:: AVAILABLE RECORDS
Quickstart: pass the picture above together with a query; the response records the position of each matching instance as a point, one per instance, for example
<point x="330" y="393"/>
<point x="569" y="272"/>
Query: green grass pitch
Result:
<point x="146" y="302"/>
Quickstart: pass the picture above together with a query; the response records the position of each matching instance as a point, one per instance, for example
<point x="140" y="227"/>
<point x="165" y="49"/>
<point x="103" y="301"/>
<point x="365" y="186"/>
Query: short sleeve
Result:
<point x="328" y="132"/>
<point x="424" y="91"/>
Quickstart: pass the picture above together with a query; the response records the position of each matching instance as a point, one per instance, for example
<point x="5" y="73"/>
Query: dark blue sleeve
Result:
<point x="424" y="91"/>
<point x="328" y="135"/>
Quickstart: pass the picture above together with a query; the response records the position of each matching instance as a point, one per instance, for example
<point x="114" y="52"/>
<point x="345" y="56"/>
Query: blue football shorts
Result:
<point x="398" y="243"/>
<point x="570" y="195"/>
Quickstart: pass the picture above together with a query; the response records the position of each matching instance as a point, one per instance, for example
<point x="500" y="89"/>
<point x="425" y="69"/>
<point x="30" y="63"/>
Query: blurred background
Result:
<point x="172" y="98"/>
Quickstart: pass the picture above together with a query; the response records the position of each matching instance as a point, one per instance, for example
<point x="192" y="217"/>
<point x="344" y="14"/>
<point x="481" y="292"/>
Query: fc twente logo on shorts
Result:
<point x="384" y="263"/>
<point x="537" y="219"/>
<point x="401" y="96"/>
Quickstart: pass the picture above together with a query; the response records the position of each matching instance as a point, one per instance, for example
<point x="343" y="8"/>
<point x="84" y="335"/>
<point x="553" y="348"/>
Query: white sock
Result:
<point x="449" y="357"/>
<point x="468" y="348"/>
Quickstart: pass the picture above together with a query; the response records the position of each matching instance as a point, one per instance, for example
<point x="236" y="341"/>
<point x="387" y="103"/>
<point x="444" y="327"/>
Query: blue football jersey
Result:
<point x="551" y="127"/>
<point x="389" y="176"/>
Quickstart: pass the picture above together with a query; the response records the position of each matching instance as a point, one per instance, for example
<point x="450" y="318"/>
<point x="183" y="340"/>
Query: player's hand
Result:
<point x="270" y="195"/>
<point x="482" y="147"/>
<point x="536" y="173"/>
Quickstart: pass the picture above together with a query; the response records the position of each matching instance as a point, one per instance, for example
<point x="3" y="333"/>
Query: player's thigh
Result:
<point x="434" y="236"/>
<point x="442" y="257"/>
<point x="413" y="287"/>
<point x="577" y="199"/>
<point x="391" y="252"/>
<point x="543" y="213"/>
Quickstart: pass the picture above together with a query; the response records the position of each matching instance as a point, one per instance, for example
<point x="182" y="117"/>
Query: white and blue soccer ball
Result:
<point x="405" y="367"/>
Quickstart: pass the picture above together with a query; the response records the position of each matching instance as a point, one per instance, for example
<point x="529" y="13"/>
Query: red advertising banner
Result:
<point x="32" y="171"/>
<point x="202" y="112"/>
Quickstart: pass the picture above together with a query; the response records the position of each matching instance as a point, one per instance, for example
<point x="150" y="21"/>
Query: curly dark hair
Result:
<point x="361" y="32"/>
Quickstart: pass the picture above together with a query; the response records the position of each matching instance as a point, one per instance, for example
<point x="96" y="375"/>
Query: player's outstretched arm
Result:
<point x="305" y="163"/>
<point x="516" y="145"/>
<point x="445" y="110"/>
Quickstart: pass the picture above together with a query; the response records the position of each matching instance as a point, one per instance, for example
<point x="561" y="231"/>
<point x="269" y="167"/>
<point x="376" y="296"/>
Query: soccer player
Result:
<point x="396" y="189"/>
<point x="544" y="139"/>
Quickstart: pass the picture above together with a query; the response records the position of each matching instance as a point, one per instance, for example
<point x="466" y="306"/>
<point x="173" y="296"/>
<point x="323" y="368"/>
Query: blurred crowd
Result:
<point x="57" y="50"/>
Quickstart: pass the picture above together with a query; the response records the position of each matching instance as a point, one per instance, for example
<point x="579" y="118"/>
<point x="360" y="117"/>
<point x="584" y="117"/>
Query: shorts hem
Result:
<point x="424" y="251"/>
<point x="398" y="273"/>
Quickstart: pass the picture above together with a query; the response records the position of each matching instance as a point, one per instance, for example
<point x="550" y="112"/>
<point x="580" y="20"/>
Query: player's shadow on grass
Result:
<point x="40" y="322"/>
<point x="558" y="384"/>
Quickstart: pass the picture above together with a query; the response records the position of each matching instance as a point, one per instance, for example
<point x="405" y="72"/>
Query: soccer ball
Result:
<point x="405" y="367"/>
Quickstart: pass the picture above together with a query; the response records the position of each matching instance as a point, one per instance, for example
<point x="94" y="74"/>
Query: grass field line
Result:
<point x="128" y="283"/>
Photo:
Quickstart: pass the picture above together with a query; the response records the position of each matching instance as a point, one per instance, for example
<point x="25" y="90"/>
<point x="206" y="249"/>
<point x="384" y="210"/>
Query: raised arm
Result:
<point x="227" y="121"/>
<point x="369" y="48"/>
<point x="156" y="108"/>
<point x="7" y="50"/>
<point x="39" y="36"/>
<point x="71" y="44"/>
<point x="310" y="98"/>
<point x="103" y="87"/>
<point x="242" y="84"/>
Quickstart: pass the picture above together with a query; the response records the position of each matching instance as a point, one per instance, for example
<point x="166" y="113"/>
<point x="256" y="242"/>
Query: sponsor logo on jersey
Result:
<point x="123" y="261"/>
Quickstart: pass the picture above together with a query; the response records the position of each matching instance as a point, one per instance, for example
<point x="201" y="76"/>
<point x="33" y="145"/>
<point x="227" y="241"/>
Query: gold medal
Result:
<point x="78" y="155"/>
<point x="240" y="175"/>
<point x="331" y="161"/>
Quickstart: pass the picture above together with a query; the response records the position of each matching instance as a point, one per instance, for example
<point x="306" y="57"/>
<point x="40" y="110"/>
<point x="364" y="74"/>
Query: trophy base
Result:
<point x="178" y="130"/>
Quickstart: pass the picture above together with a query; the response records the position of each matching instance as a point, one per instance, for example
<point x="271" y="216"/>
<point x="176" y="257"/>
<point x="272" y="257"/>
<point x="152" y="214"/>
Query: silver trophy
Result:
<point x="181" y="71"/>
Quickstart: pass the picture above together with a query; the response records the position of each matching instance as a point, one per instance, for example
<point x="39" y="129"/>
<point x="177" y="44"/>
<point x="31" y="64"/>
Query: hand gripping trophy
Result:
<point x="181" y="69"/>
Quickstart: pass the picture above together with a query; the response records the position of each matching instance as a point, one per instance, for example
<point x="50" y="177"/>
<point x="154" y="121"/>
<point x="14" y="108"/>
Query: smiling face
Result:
::::
-- SHORT TASK --
Reproduce the listing in full. Keep it exactly as written.

-- REPLY --
Quickstart: pass the picture above together with a query; the response records the position of each matching instance as a point, one per instance, for example
<point x="330" y="393"/>
<point x="569" y="272"/>
Query: green grass pitch
Result:
<point x="146" y="302"/>
Quickstart: pass the picture above together with a query; the response records the position of each matching instance as a point, one per instance, for example
<point x="140" y="227"/>
<point x="165" y="49"/>
<point x="103" y="301"/>
<point x="365" y="186"/>
Query: short sleeve
Result:
<point x="328" y="132"/>
<point x="424" y="91"/>
Quickstart: pass the picture above together with a query; the response records the position of each matching instance as a point, one per instance, for example
<point x="5" y="73"/>
Query: dark blue sleeve
Result:
<point x="424" y="91"/>
<point x="328" y="135"/>
Quickstart: pass the picture above together with a query; the response records the position of each matching instance as a point, one per instance, for example
<point x="114" y="52"/>
<point x="345" y="56"/>
Query: blue football shorts
Result:
<point x="398" y="243"/>
<point x="570" y="195"/>
Quickstart: pass the picture above together with a query; the response records the position of each matching instance as a point, one per instance, for example
<point x="500" y="89"/>
<point x="425" y="69"/>
<point x="30" y="63"/>
Query: blurred background
Result:
<point x="172" y="98"/>
Quickstart: pass the picture above together with a query; the response records the position of each matching instance as a point, one per instance, for example
<point x="192" y="217"/>
<point x="344" y="14"/>
<point x="481" y="292"/>
Query: fc twente logo on shorts
Result:
<point x="384" y="263"/>
<point x="537" y="219"/>
<point x="401" y="96"/>
Quickstart: pass the picture above together with a query; the response records the position of each matching instance as a point, one per instance, for example
<point x="343" y="8"/>
<point x="84" y="335"/>
<point x="553" y="348"/>
Query: white sock
Result:
<point x="449" y="357"/>
<point x="468" y="348"/>
Quickstart: pass the picture above together with a query; the response records the position of each matching instance as a point, one per instance, for example
<point x="236" y="341"/>
<point x="387" y="103"/>
<point x="444" y="327"/>
Query: blue football jersey
Result:
<point x="551" y="127"/>
<point x="389" y="176"/>
Quickstart: pass the picture above together with a query; the response records the position of each matching instance as a point, one per instance, for example
<point x="450" y="318"/>
<point x="183" y="340"/>
Query: player's hand
Result:
<point x="270" y="195"/>
<point x="482" y="147"/>
<point x="536" y="173"/>
Quickstart: pass the picture above together with a query; the response records the position of each matching instance as a point, one per instance, for example
<point x="3" y="333"/>
Query: player's thigh
Result:
<point x="434" y="236"/>
<point x="442" y="257"/>
<point x="413" y="287"/>
<point x="577" y="199"/>
<point x="391" y="252"/>
<point x="543" y="213"/>
Quickstart: pass the picture above together with a query; the response records the position of each matching instance as a point, one per instance, for example
<point x="182" y="117"/>
Query: white and blue soccer ball
Result:
<point x="405" y="367"/>
Quickstart: pass the picture above together with a query; the response records the position of each matching instance as a point, one per instance, for example
<point x="529" y="13"/>
Query: red advertising banner
Result:
<point x="32" y="171"/>
<point x="202" y="112"/>
Quickstart: pass the picture above together with a query; the response records the position of each matching instance as a point, one per instance, for example
<point x="150" y="21"/>
Query: curly dark hair
Result:
<point x="361" y="32"/>
Quickstart: pass the picture above together with a query; the response records the position of each matching instance as a point, one per instance, for example
<point x="96" y="375"/>
Query: player's outstretched arm
Result:
<point x="305" y="163"/>
<point x="516" y="145"/>
<point x="445" y="110"/>
Quickstart: pass the picture above together with a query; the response records the position of each matching instance as a point, one per instance, for example
<point x="561" y="231"/>
<point x="269" y="167"/>
<point x="376" y="296"/>
Query: soccer player
Result:
<point x="396" y="189"/>
<point x="544" y="139"/>
Quickstart: pass the picture above together with a query; the response records the position of each matching instance as a point, one per instance, for example
<point x="466" y="306"/>
<point x="173" y="296"/>
<point x="323" y="368"/>
Query: blurred crowd
Result:
<point x="57" y="50"/>
Quickstart: pass the picture above together with a query; the response records the position of each matching instance as a point, one per instance, for example
<point x="579" y="118"/>
<point x="360" y="117"/>
<point x="584" y="117"/>
Query: shorts hem
Result:
<point x="424" y="251"/>
<point x="398" y="273"/>
Quickstart: pass the picture above together with a query; the response records the position of each matching instance as a point, one per instance, for example
<point x="550" y="112"/>
<point x="580" y="20"/>
Query: player's shadow on grass
Result:
<point x="40" y="322"/>
<point x="558" y="384"/>
Quickstart: pass the picture above together with a query; the response records the position of each matching instance as a point, one per instance, for example
<point x="405" y="72"/>
Query: soccer ball
Result:
<point x="405" y="367"/>
Quickstart: pass the picture above together with a query; the response records the position of each matching instance as a point, one per instance, for example
<point x="94" y="74"/>
Query: grass field line
Result:
<point x="128" y="283"/>
Photo:
Quickstart: pass the picture above together with a query; the response records the position of each matching instance as a point, one per instance, for example
<point x="25" y="90"/>
<point x="206" y="249"/>
<point x="384" y="210"/>
Query: raised arm
Result:
<point x="227" y="121"/>
<point x="369" y="48"/>
<point x="156" y="108"/>
<point x="7" y="50"/>
<point x="39" y="36"/>
<point x="71" y="44"/>
<point x="310" y="98"/>
<point x="103" y="87"/>
<point x="242" y="84"/>
Quickstart: pass the picture above together with a query; the response records the position of each matching instance as a point, one per instance, for example
<point x="166" y="113"/>
<point x="256" y="242"/>
Query: sponsor logo on jersey
Result:
<point x="123" y="261"/>
Quickstart: pass the picture above together with a query; the response records the position of each matching instance as a point, one per instance, for example
<point x="201" y="76"/>
<point x="33" y="145"/>
<point x="227" y="241"/>
Query: gold medal
Result:
<point x="78" y="155"/>
<point x="240" y="175"/>
<point x="331" y="161"/>
Quickstart: pass the picture above together with a query; the response records the position of each matching instance as a point, one per instance, for example
<point x="306" y="57"/>
<point x="40" y="110"/>
<point x="364" y="74"/>
Query: trophy base
Result:
<point x="178" y="130"/>
Quickstart: pass the picture above together with a query; the response records the position of each matching instance as a point, one per instance, for example
<point x="271" y="216"/>
<point x="176" y="257"/>
<point x="272" y="257"/>
<point x="152" y="214"/>
Query: silver trophy
Result:
<point x="181" y="71"/>
Quickstart: pass the picture above together with a query; the response records the position of each matching instance as a point, one per instance, for example
<point x="39" y="129"/>
<point x="177" y="44"/>
<point x="31" y="64"/>
Query: hand gripping trophy
Result:
<point x="181" y="69"/>
Quickstart: pass the picture above together with a query; the response records the position of each matching instance as a point, one per instance, for example
<point x="50" y="177"/>
<point x="154" y="121"/>
<point x="14" y="108"/>
Query: smiling face
Result:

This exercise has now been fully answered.